**RECORD SET**
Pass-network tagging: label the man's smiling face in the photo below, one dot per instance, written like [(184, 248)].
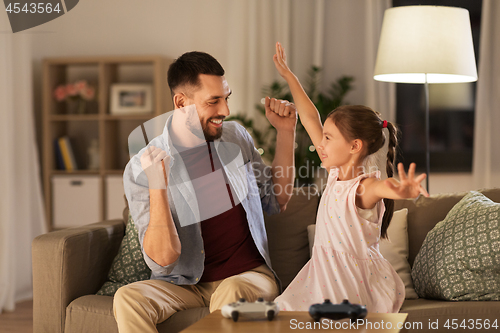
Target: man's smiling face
[(210, 98)]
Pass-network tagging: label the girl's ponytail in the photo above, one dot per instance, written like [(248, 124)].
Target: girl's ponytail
[(391, 155)]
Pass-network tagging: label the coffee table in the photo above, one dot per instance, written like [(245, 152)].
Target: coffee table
[(293, 321)]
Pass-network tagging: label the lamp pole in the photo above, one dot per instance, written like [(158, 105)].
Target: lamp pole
[(427, 134)]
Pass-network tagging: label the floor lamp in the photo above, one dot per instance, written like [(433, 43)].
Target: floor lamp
[(426, 44)]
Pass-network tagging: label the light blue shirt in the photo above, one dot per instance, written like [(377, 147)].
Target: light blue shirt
[(249, 177)]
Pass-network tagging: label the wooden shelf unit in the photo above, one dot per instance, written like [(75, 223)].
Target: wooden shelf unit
[(110, 130)]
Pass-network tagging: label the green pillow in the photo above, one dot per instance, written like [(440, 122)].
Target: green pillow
[(129, 265), (460, 258)]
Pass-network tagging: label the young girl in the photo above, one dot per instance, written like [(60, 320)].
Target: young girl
[(355, 208)]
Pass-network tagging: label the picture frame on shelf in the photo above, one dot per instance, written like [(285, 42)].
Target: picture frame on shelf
[(131, 98)]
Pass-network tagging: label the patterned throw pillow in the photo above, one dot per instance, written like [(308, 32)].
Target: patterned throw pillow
[(460, 258), (129, 265)]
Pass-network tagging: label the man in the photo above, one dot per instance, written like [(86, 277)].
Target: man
[(198, 204)]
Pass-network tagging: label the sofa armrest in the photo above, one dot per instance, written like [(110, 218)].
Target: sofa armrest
[(68, 264)]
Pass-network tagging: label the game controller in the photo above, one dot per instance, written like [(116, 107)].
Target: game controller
[(337, 311), (257, 309)]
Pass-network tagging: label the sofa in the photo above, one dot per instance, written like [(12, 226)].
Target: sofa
[(71, 265)]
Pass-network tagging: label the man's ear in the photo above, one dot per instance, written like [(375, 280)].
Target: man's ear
[(180, 100), (356, 146)]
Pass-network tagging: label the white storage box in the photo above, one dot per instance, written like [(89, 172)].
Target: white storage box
[(115, 201), (76, 200)]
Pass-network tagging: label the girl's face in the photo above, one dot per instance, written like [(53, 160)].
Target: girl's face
[(334, 150)]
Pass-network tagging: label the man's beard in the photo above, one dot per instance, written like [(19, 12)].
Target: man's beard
[(212, 136)]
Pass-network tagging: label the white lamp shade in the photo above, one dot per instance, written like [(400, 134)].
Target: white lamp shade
[(432, 40)]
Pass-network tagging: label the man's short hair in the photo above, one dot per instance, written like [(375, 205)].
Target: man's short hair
[(187, 68)]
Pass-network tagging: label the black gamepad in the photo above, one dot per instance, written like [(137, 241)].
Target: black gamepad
[(337, 311)]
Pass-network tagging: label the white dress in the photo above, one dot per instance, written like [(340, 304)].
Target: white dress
[(346, 262)]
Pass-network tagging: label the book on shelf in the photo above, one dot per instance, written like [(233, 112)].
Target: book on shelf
[(68, 156)]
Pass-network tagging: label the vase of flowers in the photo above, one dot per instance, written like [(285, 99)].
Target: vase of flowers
[(77, 95)]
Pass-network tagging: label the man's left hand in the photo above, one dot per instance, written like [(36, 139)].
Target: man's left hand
[(282, 114)]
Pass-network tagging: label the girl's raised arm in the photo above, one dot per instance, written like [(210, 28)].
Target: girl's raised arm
[(309, 115)]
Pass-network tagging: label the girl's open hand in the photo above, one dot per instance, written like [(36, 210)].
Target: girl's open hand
[(280, 61), (408, 186)]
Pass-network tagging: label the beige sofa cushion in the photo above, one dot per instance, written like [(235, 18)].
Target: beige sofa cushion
[(93, 313), (424, 213)]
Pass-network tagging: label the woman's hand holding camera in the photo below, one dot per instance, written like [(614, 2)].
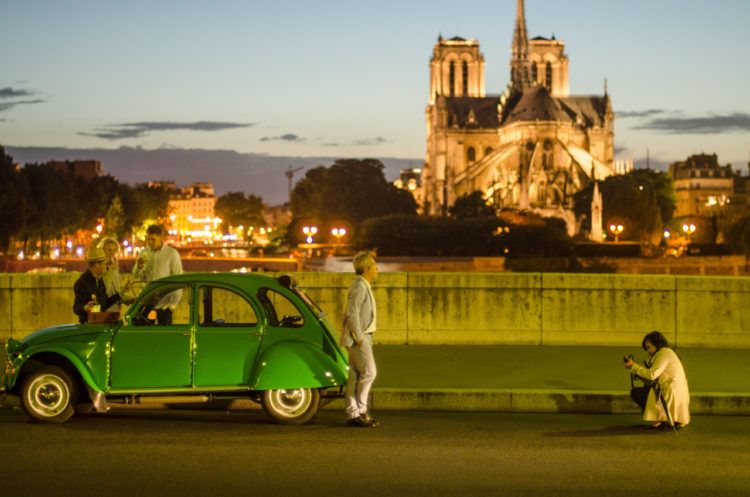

**STATED GOAL**
Lay out all of the data above as a numbered list, one line per item, with blank lines left out. Leave the pictures out of your answer.

**ANSWER TO THE PROBLEM**
1. Pass-network tagging: label the man's smiling face in the photo below, one dot per instance, written like [(184, 248)].
2. Target: man's smiling face
3. [(210, 98)]
4. Pass-network tagging: label the girl's ponytail in the photo above, one dot per instance, written like [(248, 124)].
5. Target: girl's ponytail
6. [(391, 155)]
7. Pass-network tagging: label the coffee table in the photo above, one dot per instance, written like [(245, 152)].
8. Target: coffee table
9. [(293, 321)]
10. Pass-network tagging: label the lamp pole in the photo above, one dot per instance, written like [(158, 105)].
11. Target: lamp pole
12. [(427, 134)]
13. Pass-network tagging: label the floor lamp in the photo above, one dot per instance, written like [(433, 43)].
14. Target: floor lamp
15. [(426, 44)]
16. Pass-network tagging: label the light blue shirt in the photo above, one dot per instance, written like [(377, 147)].
17. Target: light blue shirt
18. [(249, 177)]
19. Pass-network tagging: label the wooden shelf unit in the photo above, one dot per instance, written like [(75, 223)].
20. Target: wooden shelf unit
21. [(110, 130)]
22. Pass-network tagging: label the green pillow in the photo above, one dot per instance, written like [(440, 122)].
23. Target: green pillow
24. [(129, 265), (460, 258)]
25. Pass-network tagging: label the young girl in the photo above, one dot per instance, written like [(60, 320)].
26. Target: young girl
27. [(355, 208)]
28. Pass-network tagging: label the picture frame on shelf in the photo above, one dot per instance, written like [(285, 42)].
29. Target: picture frame on shelf
30. [(131, 98)]
31. Pass-network tagging: label the patterned throw pillow in the photo above, one dot per instance, written like [(308, 32)].
32. Target: patterned throw pillow
33. [(460, 258), (129, 265)]
34. Pass-network tagging: label the man in the photo above, one dot per instance, written like [(86, 277)].
35. Target: man
36. [(198, 204)]
37. Pass-network tagging: label the sofa armrest in the photo above, one dot per instance, written like [(110, 218)].
38. Target: sofa armrest
39. [(68, 264)]
40. Pass-network tagging: label the game controller in the photo above, one dot per instance, written like [(116, 107)].
41. Target: game controller
42. [(337, 311), (257, 309)]
43. Pass-network tagging: label the sofa in the photo above, one dot per instance, written like [(12, 226)].
44. Target: sofa
45. [(71, 265)]
46. Pass-network tagging: label the man's ear in the photo above, one dot per instance, written like [(375, 280)].
47. Target: man's ear
48. [(180, 100), (356, 146)]
49. Pass-network tagging: label the white storage box in the photo above, one dot per instance, written like [(89, 172)].
50. Target: white storage box
51. [(115, 201), (76, 200)]
52. Pass-network tagging: label the girl's face in the photo above, one dot per instance, written like [(53, 160)].
53. Target: girl's face
54. [(334, 150)]
55. Pass-network tagging: label the man's beard in the photo above, one dot per instance, written like [(19, 12)].
56. Target: man's beard
57. [(212, 136)]
58. Pass-network tagging: label the white lamp shade in the photo above, one dot per instance, written like [(400, 134)].
59. Target: white lamp shade
60. [(432, 40)]
61. Pass-network tagging: label the man's short hair in the photo above, one dot per instance, written like [(375, 205)].
62. Target: man's short hair
63. [(187, 68)]
64. Pass-network tagging: label the black gamepad in the photo above, one dot per instance, written like [(137, 241)].
65. Target: black gamepad
66. [(337, 311)]
67. Pass-network tagging: label the white dress in the photo above, one dot per instance, written like [(340, 304)].
68. Target: white dress
69. [(346, 262)]
70. Pass-network tagging: label the book on shelf in the photo above, one dot per instance, written like [(233, 112)].
71. Target: book on shelf
72. [(68, 156)]
73. Pass-network tagging: label the vase of flowers in the photo above, one dot per instance, written like [(285, 99)].
74. Target: vase of flowers
75. [(77, 95)]
76. Pass-network tagging: label the man's left hand in the photo above, one dot per instance, written like [(36, 139)].
77. Target: man's left hand
78. [(282, 114)]
79. Pass-network tagging: label the girl's raised arm in the photo above, one dot per instance, written like [(210, 28)].
80. Target: girl's raised arm
81. [(309, 115)]
82. Pass-network tagging: label the girl's open hand in the photo above, one dot per instance, written like [(36, 210)].
83. Target: girl's open hand
84. [(280, 61), (408, 186)]
85. Pass-network tagging: label the beige sofa cushion in the photo above, one dot per instance, written like [(235, 18)].
86. Target: beige sofa cushion
87. [(93, 313), (424, 213)]
88. Pass-network tagging: label the woman's hand holding camera in the photo below, one dot per instance, written like [(614, 2)].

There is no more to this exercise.